== Exercise task ==
Return every line of the entries below that contains the string "phrase".

(Excerpts of annotation records)
···
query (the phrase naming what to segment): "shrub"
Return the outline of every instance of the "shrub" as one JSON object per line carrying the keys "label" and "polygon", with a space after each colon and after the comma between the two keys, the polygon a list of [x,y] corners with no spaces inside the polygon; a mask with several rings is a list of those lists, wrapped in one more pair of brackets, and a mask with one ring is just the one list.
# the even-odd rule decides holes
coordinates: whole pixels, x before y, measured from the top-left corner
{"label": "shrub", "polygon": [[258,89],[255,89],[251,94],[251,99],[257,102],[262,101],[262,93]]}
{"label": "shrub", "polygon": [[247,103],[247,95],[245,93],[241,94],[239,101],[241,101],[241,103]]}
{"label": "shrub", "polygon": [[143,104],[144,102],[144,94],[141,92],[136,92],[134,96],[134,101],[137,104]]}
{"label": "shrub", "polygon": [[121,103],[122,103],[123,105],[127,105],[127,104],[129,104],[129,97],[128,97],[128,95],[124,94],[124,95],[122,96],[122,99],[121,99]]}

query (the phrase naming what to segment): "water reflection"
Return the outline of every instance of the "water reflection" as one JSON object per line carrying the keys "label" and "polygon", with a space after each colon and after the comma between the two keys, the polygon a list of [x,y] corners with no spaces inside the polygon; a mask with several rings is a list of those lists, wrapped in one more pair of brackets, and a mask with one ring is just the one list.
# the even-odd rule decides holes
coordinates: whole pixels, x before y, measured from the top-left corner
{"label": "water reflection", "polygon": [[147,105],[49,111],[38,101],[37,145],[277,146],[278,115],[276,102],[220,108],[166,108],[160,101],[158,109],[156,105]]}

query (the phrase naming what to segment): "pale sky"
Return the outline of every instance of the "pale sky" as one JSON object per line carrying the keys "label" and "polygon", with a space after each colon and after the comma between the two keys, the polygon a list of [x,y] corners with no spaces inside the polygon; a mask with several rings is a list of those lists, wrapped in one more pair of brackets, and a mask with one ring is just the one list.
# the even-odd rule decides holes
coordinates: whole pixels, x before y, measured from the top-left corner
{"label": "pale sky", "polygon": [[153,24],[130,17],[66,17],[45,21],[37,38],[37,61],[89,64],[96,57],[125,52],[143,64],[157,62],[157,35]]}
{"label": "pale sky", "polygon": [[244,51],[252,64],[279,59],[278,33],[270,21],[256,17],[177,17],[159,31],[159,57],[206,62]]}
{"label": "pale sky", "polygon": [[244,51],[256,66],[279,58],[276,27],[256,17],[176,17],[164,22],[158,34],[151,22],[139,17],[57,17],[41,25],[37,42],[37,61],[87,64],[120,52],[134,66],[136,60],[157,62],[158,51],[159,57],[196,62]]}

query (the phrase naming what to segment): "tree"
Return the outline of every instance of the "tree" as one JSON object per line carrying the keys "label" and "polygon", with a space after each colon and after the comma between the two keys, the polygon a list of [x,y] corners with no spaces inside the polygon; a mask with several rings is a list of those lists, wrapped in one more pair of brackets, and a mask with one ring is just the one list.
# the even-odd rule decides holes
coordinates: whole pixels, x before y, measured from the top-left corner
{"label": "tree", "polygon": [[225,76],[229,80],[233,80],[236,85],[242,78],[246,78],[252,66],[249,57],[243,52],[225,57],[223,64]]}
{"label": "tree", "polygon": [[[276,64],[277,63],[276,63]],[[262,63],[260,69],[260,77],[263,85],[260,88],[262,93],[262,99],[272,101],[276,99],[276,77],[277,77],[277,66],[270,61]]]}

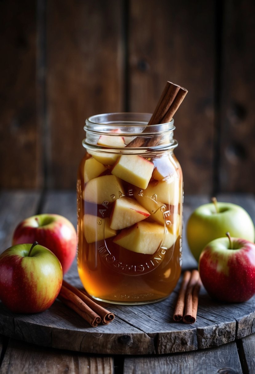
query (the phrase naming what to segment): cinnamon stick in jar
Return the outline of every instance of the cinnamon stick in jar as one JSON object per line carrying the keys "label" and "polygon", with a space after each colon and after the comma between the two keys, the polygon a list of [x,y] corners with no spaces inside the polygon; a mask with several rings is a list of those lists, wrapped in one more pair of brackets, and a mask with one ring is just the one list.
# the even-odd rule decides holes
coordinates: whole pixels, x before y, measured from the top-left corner
{"label": "cinnamon stick in jar", "polygon": [[146,140],[144,139],[143,134],[151,132],[151,129],[150,126],[153,125],[169,122],[187,93],[186,89],[168,81],[151,119],[141,136],[137,137],[129,143],[126,147],[138,148],[156,145],[160,137],[154,136]]}

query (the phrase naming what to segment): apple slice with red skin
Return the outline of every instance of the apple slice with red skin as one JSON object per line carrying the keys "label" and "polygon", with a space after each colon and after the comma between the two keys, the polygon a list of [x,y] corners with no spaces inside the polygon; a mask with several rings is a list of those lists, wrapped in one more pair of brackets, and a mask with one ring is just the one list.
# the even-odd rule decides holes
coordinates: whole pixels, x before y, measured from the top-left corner
{"label": "apple slice with red skin", "polygon": [[133,199],[122,197],[116,200],[110,216],[110,227],[121,230],[144,220],[150,213]]}
{"label": "apple slice with red skin", "polygon": [[154,158],[153,160],[154,168],[152,177],[157,181],[163,181],[174,174],[175,167],[167,156]]}
{"label": "apple slice with red skin", "polygon": [[130,227],[123,229],[113,242],[134,252],[153,254],[160,245],[170,248],[176,238],[168,230],[165,233],[164,227],[161,225],[141,221]]}
{"label": "apple slice with red skin", "polygon": [[213,298],[229,303],[249,300],[255,294],[255,244],[229,237],[210,242],[202,251],[199,270]]}
{"label": "apple slice with red skin", "polygon": [[137,187],[146,188],[154,165],[152,162],[136,154],[122,154],[114,166],[112,174]]}
{"label": "apple slice with red skin", "polygon": [[[112,130],[110,132],[112,134],[121,134],[120,129]],[[124,147],[125,146],[124,139],[119,135],[101,135],[99,137],[97,144],[102,147],[110,147],[113,148]]]}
···
== Exercise response ==
query (the phrase naming what to segment): "shrub"
query (the phrase naming what to segment): "water reflection"
query (the phrase naming what to segment): "pale sky"
query (the phrase naming what to segment): "tree"
query (the phrase naming what to segment): cinnamon stick in jar
query (the phrase naming what to segment): apple slice with red skin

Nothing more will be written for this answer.